→ **Prompt**: Extract the entries below and reproduce every line of them verbatim, without any alteration.

→ **Records for processing**:

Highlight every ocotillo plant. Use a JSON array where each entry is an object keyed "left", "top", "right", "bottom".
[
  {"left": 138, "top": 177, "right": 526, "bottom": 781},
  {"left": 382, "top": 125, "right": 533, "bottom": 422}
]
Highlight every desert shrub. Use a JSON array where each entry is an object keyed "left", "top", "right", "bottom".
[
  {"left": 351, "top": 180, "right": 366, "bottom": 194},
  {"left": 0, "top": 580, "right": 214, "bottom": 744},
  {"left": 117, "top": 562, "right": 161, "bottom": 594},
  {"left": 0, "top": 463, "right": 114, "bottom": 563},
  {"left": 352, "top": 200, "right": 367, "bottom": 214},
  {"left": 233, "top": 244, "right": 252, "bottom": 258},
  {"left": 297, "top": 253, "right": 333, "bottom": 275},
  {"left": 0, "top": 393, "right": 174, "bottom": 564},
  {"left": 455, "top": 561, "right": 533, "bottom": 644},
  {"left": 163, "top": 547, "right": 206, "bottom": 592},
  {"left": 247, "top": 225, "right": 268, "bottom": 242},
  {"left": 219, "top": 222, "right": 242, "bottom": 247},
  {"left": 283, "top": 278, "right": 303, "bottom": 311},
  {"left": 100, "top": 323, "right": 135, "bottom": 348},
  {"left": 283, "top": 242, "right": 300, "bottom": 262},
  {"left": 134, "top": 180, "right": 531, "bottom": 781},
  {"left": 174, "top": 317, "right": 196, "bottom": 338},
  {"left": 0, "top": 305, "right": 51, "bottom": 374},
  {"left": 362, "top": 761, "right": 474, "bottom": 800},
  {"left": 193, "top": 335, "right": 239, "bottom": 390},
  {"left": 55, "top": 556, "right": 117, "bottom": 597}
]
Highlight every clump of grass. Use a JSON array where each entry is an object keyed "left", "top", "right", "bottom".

→ **Solution for this exercise**:
Highlight every ocotillo plant. Use a JSON array where each entry is an object keyed "left", "top", "right", "bottom".
[
  {"left": 138, "top": 177, "right": 526, "bottom": 781},
  {"left": 382, "top": 125, "right": 533, "bottom": 422}
]
Highlight every desert shrub. Use a JSON array where each entry is an object keyed "left", "top", "right", "bottom".
[
  {"left": 351, "top": 180, "right": 366, "bottom": 194},
  {"left": 0, "top": 580, "right": 214, "bottom": 744},
  {"left": 117, "top": 562, "right": 161, "bottom": 594},
  {"left": 0, "top": 463, "right": 114, "bottom": 563},
  {"left": 352, "top": 200, "right": 367, "bottom": 214},
  {"left": 233, "top": 244, "right": 252, "bottom": 258},
  {"left": 297, "top": 253, "right": 333, "bottom": 275},
  {"left": 0, "top": 393, "right": 174, "bottom": 564},
  {"left": 455, "top": 561, "right": 533, "bottom": 644},
  {"left": 163, "top": 547, "right": 206, "bottom": 592},
  {"left": 247, "top": 225, "right": 268, "bottom": 242},
  {"left": 219, "top": 222, "right": 242, "bottom": 247},
  {"left": 283, "top": 278, "right": 303, "bottom": 311},
  {"left": 100, "top": 323, "right": 135, "bottom": 348},
  {"left": 283, "top": 242, "right": 300, "bottom": 262},
  {"left": 134, "top": 180, "right": 531, "bottom": 781},
  {"left": 174, "top": 317, "right": 196, "bottom": 338},
  {"left": 0, "top": 305, "right": 51, "bottom": 374},
  {"left": 362, "top": 761, "right": 474, "bottom": 800},
  {"left": 193, "top": 335, "right": 239, "bottom": 390},
  {"left": 55, "top": 556, "right": 117, "bottom": 597}
]
Highlight every clump of grass. Use a JSON array where each entry is an object keyed "left", "top", "right", "bottom".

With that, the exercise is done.